Report how many lines in the records below contain the string "Find". Give only the number.
[Begin LISTING]
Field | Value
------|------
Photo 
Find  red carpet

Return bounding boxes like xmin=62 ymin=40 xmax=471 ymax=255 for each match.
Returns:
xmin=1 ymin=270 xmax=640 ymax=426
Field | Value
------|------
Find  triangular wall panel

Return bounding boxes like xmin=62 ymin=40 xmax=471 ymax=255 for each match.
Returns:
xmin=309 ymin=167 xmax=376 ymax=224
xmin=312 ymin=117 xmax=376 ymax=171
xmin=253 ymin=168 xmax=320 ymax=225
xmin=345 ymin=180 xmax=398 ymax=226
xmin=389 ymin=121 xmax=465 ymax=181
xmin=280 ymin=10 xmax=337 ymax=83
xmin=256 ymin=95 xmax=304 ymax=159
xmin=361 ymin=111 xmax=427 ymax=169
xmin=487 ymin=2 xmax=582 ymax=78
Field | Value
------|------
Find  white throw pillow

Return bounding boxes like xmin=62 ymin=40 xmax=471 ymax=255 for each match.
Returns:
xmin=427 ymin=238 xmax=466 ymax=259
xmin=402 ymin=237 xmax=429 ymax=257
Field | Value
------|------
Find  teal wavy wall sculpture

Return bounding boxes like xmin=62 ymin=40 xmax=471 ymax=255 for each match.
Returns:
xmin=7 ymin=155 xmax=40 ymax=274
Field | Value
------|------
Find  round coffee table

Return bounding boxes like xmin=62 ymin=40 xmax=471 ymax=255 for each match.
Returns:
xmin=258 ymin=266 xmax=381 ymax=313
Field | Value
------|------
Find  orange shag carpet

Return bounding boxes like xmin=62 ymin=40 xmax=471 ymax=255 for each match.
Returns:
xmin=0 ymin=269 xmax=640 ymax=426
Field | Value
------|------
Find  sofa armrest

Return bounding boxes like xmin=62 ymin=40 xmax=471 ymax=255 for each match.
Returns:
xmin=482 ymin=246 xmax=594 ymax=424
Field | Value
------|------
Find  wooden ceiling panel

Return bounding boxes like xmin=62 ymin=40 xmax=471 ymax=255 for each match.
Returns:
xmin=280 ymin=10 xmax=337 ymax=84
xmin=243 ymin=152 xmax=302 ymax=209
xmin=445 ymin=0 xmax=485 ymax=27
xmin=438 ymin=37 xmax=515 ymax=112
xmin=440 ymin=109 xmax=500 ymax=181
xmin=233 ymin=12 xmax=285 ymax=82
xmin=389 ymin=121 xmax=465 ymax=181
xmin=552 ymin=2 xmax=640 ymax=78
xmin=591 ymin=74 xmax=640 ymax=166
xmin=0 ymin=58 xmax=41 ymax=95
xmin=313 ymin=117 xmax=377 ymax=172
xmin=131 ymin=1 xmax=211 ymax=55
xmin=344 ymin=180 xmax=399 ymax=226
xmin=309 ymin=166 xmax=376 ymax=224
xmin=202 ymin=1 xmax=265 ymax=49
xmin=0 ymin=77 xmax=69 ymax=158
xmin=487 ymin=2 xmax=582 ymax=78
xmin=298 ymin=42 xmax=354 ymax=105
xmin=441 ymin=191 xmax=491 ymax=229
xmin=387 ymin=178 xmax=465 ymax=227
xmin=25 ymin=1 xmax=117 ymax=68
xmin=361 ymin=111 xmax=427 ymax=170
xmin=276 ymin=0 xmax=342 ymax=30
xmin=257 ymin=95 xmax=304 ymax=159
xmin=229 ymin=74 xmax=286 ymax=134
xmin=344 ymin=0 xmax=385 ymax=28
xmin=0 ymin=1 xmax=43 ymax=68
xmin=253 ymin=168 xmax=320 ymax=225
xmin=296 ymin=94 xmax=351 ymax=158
[End LISTING]
**TASK SOLUTION:**
8